**How to complete this task**
In the entries below, find the line with "Where can the white tooth" and the line with "Where can the white yard". Return those two lines and all lines between them, exactly.

**Exercise input**

= Beginning of Section =

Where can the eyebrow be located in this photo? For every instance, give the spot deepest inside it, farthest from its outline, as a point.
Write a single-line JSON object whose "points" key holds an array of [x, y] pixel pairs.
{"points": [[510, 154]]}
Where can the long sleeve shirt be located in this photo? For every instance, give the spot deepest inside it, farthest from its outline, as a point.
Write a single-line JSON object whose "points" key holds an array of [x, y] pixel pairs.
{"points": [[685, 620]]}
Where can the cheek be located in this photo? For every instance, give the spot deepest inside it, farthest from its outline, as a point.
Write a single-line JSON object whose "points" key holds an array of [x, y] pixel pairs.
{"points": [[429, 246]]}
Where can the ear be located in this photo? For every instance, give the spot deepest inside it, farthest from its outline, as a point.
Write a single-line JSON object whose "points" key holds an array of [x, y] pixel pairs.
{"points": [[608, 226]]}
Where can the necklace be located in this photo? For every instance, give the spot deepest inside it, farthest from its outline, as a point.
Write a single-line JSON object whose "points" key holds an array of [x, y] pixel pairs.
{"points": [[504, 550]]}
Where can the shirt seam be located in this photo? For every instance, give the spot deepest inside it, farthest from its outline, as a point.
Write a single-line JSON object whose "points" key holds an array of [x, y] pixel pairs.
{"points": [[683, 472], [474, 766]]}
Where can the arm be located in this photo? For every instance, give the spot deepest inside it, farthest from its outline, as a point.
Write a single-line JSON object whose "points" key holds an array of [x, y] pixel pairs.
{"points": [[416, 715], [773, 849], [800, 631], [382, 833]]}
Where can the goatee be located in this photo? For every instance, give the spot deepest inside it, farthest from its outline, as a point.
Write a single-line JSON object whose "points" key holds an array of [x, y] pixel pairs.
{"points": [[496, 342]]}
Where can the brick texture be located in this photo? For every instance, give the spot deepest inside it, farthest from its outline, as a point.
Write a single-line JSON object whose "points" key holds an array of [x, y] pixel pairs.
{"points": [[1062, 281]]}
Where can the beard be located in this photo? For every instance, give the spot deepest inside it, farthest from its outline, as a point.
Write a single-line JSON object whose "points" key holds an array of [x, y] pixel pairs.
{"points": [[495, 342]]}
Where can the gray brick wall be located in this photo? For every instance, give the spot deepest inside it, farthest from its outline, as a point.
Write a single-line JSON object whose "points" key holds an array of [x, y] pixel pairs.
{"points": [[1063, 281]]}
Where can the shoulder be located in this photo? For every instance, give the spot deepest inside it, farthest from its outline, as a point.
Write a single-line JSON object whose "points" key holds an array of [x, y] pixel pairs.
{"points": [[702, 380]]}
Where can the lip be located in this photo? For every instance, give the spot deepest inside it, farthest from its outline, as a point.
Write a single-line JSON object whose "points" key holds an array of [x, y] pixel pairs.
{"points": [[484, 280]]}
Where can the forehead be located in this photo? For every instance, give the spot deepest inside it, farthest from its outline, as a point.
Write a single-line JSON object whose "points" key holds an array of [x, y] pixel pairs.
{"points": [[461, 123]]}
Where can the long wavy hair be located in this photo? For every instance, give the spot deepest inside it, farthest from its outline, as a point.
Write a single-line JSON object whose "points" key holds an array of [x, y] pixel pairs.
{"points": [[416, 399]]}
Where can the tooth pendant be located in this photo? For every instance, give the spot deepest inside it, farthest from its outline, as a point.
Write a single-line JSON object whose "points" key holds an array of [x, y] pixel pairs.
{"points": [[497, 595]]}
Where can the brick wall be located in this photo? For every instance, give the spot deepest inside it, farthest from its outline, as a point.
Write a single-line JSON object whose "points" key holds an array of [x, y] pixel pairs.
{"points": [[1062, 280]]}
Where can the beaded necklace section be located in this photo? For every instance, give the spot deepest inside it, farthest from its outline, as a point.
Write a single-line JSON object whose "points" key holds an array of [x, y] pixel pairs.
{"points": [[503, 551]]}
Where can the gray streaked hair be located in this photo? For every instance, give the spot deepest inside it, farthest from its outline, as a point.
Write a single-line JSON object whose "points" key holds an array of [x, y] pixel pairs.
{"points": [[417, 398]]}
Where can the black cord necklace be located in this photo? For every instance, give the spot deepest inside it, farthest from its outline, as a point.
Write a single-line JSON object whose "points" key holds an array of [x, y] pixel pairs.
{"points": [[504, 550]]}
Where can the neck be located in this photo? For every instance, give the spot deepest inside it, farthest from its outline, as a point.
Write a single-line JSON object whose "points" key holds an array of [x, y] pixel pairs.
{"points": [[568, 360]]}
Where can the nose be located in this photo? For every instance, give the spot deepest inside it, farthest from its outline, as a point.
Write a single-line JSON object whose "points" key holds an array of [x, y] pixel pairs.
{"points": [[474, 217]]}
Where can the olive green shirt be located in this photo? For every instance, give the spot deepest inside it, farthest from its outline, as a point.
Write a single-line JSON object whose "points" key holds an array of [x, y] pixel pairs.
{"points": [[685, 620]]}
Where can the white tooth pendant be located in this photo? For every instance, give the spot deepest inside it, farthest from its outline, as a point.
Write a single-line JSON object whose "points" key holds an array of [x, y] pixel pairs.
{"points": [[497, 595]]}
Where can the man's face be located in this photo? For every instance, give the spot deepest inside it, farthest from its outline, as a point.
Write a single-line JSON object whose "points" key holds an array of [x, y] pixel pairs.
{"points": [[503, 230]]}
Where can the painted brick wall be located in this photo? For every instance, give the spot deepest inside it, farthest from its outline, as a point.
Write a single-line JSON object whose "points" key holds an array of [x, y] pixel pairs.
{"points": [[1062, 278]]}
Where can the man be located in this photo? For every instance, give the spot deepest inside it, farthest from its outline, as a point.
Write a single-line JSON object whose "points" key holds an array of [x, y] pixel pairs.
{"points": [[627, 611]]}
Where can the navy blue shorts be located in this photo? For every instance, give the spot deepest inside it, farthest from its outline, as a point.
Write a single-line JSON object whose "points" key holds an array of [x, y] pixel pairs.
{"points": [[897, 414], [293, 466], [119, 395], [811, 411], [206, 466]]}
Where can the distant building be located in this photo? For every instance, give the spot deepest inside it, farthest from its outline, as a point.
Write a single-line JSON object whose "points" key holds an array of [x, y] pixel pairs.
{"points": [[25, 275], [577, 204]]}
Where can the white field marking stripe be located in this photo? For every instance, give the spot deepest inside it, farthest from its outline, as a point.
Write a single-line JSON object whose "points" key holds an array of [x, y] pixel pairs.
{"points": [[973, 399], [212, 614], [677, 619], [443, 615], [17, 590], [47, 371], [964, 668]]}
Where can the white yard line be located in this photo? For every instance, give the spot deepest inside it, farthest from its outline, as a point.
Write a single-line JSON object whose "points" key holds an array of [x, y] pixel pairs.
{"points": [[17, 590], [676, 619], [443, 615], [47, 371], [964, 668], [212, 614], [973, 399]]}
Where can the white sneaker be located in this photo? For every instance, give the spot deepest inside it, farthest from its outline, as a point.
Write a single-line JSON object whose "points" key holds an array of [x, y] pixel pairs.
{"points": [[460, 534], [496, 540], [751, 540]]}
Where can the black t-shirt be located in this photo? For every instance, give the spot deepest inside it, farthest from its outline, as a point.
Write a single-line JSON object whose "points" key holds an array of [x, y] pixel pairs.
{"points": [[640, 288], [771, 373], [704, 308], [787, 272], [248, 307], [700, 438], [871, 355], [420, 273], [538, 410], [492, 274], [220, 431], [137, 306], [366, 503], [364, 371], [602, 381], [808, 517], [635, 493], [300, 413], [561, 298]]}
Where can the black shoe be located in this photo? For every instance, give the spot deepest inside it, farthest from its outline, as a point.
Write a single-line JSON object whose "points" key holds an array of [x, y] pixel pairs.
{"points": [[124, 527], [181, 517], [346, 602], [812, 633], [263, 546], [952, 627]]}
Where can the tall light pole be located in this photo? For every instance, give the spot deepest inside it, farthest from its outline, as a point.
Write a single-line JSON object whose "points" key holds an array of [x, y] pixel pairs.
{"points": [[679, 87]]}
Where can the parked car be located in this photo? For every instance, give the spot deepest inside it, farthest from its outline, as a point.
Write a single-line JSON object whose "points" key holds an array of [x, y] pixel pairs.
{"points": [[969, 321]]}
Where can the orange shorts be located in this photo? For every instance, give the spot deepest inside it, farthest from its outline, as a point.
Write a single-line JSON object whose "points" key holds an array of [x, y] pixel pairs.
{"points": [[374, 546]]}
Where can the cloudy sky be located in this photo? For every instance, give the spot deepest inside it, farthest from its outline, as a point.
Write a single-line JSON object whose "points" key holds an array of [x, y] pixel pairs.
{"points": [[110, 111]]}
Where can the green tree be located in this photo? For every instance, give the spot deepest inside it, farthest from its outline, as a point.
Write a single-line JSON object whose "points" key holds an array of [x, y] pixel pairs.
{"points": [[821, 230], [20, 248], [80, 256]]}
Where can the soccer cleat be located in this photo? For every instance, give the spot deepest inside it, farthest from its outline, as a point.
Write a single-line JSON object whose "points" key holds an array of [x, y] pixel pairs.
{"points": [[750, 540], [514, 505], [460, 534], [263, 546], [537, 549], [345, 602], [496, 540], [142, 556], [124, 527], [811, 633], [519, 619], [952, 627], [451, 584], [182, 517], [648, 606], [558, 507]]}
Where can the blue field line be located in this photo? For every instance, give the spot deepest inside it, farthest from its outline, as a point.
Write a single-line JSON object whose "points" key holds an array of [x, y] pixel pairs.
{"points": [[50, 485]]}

= End of Section =
= Beginning of Section =

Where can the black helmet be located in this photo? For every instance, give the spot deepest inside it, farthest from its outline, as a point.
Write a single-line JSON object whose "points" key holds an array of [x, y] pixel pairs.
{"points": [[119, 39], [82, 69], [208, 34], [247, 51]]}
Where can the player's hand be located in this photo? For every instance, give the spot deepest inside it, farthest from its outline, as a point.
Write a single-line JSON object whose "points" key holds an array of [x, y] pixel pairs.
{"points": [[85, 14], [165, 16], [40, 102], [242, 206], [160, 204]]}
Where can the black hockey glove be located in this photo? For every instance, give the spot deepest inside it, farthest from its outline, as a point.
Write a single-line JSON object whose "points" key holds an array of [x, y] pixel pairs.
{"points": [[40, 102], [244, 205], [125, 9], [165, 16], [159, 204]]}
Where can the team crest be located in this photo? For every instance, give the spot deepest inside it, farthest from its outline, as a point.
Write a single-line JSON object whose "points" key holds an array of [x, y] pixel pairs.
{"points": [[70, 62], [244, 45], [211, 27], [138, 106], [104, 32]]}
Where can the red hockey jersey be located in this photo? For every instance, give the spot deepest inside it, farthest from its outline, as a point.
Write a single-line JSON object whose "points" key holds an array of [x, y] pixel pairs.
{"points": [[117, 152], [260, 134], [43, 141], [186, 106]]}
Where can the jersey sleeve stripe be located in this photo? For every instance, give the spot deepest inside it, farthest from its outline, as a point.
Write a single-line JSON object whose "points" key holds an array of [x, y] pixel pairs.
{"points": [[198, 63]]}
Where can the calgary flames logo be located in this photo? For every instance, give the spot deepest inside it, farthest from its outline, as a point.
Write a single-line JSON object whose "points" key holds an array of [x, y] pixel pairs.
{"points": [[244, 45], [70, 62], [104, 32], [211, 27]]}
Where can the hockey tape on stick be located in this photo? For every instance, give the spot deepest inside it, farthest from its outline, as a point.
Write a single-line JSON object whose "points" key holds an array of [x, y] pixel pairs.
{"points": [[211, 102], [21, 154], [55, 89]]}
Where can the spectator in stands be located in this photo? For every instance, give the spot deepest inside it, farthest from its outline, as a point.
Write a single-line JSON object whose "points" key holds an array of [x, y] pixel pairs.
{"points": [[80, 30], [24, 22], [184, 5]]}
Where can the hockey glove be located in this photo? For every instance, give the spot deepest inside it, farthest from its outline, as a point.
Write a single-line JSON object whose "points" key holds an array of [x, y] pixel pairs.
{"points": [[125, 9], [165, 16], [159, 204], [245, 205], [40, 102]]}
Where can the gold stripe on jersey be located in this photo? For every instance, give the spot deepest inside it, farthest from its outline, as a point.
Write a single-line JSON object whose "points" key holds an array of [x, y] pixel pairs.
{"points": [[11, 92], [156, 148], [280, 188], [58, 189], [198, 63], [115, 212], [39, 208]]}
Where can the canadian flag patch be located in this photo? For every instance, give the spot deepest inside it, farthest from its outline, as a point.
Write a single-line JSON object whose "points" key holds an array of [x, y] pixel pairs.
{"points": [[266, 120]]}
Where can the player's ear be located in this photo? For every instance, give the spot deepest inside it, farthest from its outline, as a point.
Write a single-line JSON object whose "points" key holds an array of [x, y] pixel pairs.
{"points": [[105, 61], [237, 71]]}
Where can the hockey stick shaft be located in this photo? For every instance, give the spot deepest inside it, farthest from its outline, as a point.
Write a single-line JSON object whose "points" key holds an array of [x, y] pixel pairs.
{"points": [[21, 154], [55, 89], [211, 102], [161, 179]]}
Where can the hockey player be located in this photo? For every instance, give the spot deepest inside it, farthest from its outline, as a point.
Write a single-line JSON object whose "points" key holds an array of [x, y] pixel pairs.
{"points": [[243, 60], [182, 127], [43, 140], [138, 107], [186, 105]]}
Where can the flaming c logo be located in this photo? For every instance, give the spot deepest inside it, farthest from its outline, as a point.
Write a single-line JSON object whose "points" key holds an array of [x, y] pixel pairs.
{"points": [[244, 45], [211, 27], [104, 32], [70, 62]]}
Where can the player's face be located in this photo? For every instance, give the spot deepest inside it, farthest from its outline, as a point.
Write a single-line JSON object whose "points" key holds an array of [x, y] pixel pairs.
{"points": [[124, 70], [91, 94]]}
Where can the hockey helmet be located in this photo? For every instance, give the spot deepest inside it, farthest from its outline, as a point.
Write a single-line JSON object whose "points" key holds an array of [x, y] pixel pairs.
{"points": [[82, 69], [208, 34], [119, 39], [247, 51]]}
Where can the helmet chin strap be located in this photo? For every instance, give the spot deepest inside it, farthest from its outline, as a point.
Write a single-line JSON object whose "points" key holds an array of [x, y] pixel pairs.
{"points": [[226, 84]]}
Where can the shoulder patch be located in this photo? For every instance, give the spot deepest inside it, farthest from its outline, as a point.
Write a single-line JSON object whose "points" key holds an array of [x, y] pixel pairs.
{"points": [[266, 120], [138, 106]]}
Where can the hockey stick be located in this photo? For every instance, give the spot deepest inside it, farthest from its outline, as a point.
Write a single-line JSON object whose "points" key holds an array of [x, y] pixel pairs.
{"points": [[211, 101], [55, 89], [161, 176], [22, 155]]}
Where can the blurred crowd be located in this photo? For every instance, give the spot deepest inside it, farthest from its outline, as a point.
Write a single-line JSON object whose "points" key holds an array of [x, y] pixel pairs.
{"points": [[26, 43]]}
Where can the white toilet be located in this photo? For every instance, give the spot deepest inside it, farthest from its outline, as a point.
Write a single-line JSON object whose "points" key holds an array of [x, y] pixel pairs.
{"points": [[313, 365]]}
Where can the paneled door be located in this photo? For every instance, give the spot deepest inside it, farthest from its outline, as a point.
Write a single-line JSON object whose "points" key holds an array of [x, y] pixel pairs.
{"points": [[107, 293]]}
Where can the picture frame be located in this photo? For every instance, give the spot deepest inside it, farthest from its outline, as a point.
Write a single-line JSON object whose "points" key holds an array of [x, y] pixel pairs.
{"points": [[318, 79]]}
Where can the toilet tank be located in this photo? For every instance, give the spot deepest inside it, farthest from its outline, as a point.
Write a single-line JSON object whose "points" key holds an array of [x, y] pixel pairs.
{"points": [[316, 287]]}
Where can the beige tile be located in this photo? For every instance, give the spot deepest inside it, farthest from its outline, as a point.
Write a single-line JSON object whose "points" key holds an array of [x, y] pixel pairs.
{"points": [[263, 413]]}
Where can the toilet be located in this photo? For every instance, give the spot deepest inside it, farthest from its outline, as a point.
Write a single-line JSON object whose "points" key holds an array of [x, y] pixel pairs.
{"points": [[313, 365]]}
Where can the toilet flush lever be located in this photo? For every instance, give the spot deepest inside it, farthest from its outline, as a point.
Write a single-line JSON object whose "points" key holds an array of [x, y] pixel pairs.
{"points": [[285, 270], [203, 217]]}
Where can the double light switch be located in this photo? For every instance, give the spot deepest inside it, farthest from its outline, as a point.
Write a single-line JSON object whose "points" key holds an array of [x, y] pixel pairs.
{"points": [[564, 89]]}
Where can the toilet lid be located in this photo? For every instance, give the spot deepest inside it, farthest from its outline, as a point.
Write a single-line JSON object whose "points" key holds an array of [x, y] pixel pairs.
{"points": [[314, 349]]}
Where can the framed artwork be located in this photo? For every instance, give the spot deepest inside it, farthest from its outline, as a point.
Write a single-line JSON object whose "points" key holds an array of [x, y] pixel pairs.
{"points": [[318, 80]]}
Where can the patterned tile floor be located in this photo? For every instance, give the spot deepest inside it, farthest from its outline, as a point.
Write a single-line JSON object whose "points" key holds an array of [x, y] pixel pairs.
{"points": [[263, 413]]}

= End of Section =

**Final answer**
Where can the white tooth pendant be located in this photo? For every instance, give the spot deepest inside it, farthest from its outline, as a point.
Write a single-line JSON object whose "points" key holds an array of [x, y] pixel pairs.
{"points": [[497, 595]]}
Where can the man's face be located in this photo? For every instance, give the spot deepest inside it, farthest from its outline, as a point.
Write a single-line JSON object whose "points" key holds an array of [x, y] pixel pairs.
{"points": [[503, 230]]}
Where can the painted brick wall be located in this photo? For every instance, give the spot deepest inside it, farthest from its outline, as a point.
Write a single-line JSON object whose "points" key holds an array of [x, y] pixel pairs.
{"points": [[1062, 278]]}
Where can the man be located in this photo? For every instance, give the spot deepest inside it, farthest from its outline, as a point.
Write a single-line JSON object whose "points" key holds an array of [x, y] pixel pairs.
{"points": [[627, 611]]}
Where can the navy blue shorts be located in this photo? For every instance, give the spot deepest inside it, farthest from its outline, as a point.
Write a single-line JSON object whose "points" key holds an array of [x, y] pixel pairs.
{"points": [[897, 414], [293, 466], [119, 395], [811, 411], [206, 466]]}
Where can the distant building be located in this photo? For every instance, give the spot deepest inside it, farthest from its outline, as a point.
Write a single-line JSON object whose "points" key holds an array of [x, y] pixel pairs.
{"points": [[25, 275], [577, 204]]}
Where can the white field marking stripe be located in this photo? For every instance, give the spot deepest inside it, farthest from its outline, as a point.
Write a single-line JSON object whose "points" key holds an array of [x, y] pixel pairs.
{"points": [[973, 399], [212, 614], [677, 619], [443, 615], [17, 590], [47, 371], [964, 668]]}
Where can the white yard line be located in this photo? For every instance, give the spot deepest inside it, farthest from its outline, as a point.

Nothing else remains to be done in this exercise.